▸ INSTRUCTIONS FOR THE TASK: Read the lines below and count those that have the word "white". Respond with the number only.

▸ ENTRIES PROVIDED:

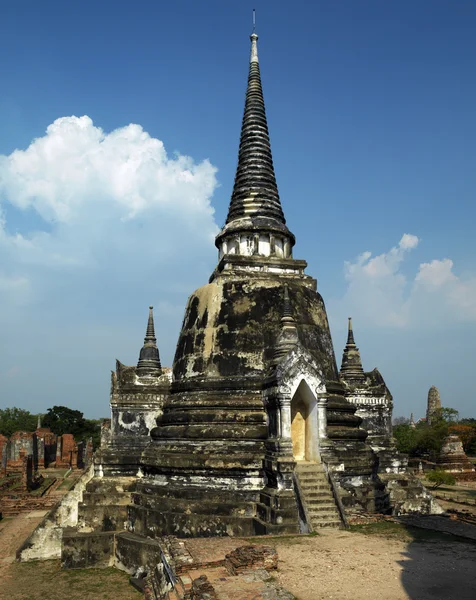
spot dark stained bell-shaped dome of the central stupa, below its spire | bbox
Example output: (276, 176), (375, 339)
(174, 274), (338, 382)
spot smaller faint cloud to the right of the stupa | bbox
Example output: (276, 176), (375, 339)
(333, 233), (476, 327)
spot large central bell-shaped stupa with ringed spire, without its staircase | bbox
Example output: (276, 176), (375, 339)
(126, 25), (385, 536)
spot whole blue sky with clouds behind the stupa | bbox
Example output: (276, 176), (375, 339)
(0, 0), (476, 417)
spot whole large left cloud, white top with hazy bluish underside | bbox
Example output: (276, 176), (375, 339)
(0, 116), (217, 302)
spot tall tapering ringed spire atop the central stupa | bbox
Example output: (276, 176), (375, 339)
(216, 22), (295, 257)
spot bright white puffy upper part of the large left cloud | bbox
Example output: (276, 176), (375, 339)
(0, 116), (216, 223)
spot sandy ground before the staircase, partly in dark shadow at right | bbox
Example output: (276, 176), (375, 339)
(273, 530), (476, 600)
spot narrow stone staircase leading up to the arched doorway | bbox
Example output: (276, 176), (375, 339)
(295, 462), (342, 531)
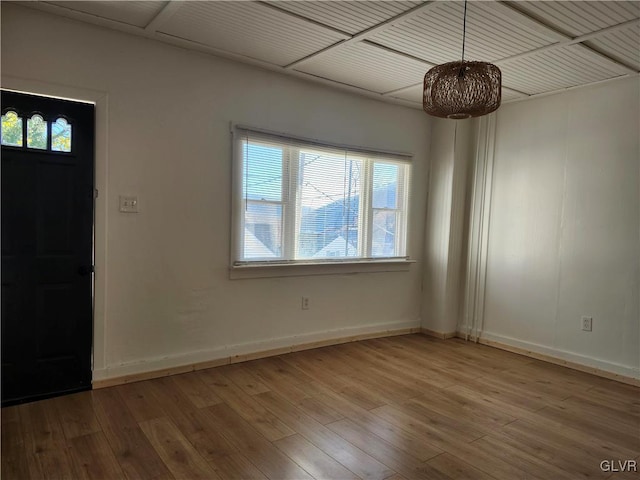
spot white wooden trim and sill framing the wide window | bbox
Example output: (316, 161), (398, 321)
(229, 122), (416, 279)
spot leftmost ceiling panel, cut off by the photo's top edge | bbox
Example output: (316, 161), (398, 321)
(45, 1), (167, 27)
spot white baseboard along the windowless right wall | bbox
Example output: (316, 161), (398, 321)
(468, 332), (640, 385)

▸ SOLUTION TO THE EXERCISE: 4